(Records from a collection)
________________
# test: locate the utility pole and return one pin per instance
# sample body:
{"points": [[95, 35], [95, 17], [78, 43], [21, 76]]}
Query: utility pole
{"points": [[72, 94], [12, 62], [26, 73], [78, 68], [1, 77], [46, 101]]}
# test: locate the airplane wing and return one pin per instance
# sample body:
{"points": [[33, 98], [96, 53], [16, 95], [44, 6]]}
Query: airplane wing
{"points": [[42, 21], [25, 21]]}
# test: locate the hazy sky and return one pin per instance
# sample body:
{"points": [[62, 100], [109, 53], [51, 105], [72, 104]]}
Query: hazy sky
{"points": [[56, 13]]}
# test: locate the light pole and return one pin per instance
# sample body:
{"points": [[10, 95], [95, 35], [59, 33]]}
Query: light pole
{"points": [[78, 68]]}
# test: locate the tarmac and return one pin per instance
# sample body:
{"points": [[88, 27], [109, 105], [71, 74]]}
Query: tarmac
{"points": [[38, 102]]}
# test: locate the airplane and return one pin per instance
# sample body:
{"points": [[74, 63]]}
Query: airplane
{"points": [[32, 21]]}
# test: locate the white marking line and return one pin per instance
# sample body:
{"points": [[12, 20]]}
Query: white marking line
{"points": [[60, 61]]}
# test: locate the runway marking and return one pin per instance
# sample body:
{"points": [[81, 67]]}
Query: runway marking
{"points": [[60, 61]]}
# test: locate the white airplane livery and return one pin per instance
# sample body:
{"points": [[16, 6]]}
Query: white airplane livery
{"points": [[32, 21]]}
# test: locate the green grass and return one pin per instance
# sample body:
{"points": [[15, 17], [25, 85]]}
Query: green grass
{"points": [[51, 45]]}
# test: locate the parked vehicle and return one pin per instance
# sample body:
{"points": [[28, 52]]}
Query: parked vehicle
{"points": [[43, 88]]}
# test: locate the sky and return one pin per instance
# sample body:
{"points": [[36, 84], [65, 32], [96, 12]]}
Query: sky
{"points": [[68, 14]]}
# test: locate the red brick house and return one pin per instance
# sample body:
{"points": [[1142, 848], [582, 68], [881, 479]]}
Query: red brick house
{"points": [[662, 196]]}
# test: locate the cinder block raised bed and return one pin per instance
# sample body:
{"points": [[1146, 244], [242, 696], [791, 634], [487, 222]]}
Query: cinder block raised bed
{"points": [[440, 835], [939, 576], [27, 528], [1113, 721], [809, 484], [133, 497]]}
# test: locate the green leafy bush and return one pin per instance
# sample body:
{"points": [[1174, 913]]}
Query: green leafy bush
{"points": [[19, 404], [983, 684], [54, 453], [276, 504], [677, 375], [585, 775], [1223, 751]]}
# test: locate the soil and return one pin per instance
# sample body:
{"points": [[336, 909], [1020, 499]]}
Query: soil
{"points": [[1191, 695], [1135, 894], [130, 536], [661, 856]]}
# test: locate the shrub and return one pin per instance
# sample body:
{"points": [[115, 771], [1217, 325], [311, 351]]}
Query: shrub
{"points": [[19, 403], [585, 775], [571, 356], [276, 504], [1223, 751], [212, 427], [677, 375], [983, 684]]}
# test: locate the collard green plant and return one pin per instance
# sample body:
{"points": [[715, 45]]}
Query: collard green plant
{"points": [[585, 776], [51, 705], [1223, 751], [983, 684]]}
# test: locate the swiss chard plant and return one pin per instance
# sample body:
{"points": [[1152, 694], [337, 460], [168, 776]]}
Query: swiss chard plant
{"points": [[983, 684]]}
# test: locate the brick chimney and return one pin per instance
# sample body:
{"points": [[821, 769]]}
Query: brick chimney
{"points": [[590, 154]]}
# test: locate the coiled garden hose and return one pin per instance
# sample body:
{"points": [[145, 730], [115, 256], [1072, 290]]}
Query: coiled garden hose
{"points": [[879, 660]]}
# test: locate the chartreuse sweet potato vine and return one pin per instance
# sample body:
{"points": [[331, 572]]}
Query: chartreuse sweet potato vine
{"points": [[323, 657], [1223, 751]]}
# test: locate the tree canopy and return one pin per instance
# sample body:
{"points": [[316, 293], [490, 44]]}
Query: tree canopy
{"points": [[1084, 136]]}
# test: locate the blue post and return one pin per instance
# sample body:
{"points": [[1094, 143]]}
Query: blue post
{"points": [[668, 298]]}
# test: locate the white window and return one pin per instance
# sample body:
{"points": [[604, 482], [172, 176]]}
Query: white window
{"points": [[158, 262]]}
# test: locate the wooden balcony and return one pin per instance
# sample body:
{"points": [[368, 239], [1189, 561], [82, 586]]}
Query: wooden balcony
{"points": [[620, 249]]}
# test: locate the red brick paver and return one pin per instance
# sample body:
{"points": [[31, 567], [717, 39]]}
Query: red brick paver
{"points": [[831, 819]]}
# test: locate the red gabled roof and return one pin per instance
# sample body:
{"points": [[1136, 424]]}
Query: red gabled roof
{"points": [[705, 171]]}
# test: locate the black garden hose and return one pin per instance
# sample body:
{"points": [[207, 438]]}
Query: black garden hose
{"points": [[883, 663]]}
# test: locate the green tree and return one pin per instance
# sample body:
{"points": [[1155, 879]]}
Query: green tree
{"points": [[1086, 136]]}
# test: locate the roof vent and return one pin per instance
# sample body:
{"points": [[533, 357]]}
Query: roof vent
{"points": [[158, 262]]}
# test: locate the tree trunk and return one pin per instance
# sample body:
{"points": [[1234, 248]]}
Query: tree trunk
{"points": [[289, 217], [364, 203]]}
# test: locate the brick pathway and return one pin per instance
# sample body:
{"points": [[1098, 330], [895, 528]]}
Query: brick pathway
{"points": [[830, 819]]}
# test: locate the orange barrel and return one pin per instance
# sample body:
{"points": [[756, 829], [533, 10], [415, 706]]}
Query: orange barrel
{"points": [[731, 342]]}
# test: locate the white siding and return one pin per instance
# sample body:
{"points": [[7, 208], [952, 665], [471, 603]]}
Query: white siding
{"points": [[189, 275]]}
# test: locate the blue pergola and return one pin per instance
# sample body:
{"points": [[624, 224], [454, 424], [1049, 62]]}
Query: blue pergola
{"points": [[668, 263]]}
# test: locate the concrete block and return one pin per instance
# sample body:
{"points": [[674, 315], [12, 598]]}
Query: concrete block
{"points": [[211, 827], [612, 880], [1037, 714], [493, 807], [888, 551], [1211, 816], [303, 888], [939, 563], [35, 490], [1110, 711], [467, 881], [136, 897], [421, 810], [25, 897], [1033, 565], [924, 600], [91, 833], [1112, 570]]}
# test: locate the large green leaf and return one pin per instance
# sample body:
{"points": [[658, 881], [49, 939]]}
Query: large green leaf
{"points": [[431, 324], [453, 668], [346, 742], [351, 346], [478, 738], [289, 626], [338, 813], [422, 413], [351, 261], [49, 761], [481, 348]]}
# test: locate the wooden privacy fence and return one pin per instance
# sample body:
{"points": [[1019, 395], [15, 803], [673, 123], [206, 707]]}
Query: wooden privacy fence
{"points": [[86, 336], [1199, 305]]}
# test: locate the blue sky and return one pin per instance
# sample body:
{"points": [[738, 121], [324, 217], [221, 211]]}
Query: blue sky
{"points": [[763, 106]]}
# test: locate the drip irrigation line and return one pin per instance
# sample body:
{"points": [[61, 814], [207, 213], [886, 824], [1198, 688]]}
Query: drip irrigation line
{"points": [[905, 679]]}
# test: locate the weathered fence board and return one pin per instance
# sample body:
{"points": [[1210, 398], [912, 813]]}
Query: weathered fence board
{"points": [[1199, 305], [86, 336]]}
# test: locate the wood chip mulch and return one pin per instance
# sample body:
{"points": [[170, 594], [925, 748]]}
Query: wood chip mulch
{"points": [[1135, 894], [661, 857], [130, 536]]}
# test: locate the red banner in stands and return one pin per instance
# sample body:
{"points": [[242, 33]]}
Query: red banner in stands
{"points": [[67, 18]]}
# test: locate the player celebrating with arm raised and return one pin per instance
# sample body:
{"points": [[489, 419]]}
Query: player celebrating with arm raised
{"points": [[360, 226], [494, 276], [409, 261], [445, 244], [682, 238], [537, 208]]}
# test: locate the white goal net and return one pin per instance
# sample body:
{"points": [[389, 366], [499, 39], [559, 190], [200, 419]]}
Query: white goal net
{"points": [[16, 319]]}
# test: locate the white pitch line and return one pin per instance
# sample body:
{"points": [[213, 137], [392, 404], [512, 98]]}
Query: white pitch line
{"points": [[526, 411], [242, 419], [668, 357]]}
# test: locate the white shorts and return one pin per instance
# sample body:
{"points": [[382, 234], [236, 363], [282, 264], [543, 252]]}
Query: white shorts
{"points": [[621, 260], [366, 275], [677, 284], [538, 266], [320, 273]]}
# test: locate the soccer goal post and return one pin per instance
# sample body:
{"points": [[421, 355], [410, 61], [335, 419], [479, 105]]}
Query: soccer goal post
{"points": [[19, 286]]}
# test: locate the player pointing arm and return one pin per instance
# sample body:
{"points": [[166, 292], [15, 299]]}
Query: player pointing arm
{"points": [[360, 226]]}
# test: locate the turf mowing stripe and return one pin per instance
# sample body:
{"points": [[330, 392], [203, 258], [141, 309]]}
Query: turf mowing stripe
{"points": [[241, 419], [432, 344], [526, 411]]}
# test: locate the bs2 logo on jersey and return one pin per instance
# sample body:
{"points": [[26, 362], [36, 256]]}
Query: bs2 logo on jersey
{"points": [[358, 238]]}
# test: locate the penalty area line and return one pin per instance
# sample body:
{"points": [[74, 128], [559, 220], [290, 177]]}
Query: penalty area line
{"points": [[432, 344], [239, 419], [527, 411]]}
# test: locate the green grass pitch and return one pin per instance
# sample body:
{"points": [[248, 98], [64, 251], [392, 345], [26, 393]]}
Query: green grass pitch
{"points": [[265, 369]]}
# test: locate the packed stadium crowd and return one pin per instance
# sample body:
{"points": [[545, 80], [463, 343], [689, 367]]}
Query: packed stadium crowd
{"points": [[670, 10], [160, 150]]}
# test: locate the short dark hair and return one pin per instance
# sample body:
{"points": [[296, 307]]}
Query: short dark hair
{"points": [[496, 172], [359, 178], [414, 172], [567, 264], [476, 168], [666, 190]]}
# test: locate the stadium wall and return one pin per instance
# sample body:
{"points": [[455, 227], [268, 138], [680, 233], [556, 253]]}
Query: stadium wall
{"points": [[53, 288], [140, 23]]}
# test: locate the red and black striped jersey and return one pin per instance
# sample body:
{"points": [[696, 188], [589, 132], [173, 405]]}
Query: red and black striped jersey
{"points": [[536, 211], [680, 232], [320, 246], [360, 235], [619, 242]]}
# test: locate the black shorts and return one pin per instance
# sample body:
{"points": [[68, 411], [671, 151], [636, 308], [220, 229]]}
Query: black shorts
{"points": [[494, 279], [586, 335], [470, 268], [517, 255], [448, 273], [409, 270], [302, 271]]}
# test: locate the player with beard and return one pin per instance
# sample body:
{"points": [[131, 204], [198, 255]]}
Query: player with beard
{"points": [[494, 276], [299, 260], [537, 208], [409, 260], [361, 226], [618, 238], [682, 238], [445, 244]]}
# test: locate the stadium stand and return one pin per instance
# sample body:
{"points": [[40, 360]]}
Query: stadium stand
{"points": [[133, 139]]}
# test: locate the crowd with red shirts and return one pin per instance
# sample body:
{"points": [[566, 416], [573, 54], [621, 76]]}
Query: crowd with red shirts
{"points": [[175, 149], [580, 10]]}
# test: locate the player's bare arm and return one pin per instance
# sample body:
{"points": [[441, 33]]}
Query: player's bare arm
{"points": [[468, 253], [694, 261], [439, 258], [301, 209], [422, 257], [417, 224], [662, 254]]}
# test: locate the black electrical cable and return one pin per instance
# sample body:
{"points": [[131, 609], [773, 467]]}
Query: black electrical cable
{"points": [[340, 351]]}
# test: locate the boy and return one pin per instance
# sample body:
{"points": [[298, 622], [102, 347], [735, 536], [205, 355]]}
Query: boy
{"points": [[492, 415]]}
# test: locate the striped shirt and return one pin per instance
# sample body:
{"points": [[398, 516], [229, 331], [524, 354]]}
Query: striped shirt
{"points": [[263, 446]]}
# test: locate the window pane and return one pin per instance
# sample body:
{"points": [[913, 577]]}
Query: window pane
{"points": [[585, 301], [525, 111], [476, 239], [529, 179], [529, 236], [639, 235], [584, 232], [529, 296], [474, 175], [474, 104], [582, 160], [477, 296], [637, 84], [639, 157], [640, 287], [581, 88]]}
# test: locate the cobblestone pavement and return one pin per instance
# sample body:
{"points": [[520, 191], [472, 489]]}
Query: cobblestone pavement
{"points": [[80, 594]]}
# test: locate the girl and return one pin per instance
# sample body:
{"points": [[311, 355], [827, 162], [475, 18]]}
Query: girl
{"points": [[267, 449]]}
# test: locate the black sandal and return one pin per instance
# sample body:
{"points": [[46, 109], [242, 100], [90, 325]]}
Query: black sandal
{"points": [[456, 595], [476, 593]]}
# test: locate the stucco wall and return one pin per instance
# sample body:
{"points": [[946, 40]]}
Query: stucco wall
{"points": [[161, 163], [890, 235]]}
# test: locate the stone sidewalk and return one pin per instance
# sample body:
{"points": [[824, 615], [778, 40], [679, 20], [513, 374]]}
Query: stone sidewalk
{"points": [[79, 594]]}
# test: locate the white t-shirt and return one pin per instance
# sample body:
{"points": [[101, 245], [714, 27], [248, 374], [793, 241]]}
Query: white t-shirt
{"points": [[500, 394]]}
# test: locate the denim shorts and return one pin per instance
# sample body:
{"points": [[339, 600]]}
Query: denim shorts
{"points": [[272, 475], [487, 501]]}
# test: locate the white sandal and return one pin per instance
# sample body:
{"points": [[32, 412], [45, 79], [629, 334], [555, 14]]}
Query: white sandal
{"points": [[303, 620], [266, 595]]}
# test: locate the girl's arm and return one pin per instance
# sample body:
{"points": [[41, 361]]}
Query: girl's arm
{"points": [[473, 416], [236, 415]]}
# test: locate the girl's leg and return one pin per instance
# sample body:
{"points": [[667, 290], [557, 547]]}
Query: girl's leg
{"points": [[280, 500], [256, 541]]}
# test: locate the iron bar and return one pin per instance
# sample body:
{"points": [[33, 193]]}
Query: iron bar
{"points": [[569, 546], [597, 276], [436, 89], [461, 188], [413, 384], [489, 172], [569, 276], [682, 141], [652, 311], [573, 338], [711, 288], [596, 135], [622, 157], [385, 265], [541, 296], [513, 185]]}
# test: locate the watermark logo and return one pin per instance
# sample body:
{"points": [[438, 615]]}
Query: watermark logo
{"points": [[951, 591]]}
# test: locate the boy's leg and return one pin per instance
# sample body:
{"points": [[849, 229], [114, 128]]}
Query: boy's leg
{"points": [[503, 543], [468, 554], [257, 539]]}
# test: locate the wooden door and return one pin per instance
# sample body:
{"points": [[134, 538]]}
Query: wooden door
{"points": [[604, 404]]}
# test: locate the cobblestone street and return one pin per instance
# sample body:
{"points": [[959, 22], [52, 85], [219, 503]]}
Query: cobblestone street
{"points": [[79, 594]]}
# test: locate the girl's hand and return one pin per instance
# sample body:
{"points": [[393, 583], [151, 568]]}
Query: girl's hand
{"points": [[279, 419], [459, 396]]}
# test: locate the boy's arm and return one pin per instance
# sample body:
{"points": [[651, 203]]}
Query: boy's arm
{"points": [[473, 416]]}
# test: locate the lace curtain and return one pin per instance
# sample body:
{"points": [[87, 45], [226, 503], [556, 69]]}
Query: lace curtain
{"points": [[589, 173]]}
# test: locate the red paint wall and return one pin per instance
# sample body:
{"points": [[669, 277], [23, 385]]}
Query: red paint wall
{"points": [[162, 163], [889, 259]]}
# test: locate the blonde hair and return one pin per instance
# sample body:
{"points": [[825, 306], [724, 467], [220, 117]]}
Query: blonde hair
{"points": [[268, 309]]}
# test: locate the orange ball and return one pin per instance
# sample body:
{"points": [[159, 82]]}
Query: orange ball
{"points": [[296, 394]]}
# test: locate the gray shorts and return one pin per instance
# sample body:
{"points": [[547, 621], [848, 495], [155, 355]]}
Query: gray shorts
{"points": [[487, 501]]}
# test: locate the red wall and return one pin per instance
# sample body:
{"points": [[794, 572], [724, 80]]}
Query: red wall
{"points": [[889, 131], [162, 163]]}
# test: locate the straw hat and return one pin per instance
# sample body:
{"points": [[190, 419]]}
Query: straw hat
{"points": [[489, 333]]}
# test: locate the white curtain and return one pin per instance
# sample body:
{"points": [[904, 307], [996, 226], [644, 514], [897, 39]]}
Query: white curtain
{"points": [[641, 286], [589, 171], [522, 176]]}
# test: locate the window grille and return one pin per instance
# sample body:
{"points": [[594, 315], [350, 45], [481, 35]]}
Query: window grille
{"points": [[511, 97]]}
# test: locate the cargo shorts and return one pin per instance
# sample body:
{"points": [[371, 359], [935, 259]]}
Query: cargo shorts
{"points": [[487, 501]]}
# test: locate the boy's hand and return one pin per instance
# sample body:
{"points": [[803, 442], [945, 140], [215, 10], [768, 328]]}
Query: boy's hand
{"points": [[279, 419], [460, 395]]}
________________
Stated exercise — Repeat only what runs from the line holding "# test: locate the window grille" to the end of the data, keeping every line exactly as written, first and last included.

Answer for the task —
# test: locate the window grille and return one pin per instance
# sample body:
{"points": [[594, 315], [350, 45], [481, 35]]}
Query: window grille
{"points": [[511, 97]]}
# test: locate the cargo shorts and return one pin per instance
# sample body:
{"points": [[371, 359], [935, 259]]}
Query: cargo shorts
{"points": [[487, 501]]}
# test: locate the boy's hand and return one pin per instance
# sample body:
{"points": [[803, 442], [945, 140], [215, 10], [768, 328]]}
Query: boy's hand
{"points": [[279, 419], [460, 395]]}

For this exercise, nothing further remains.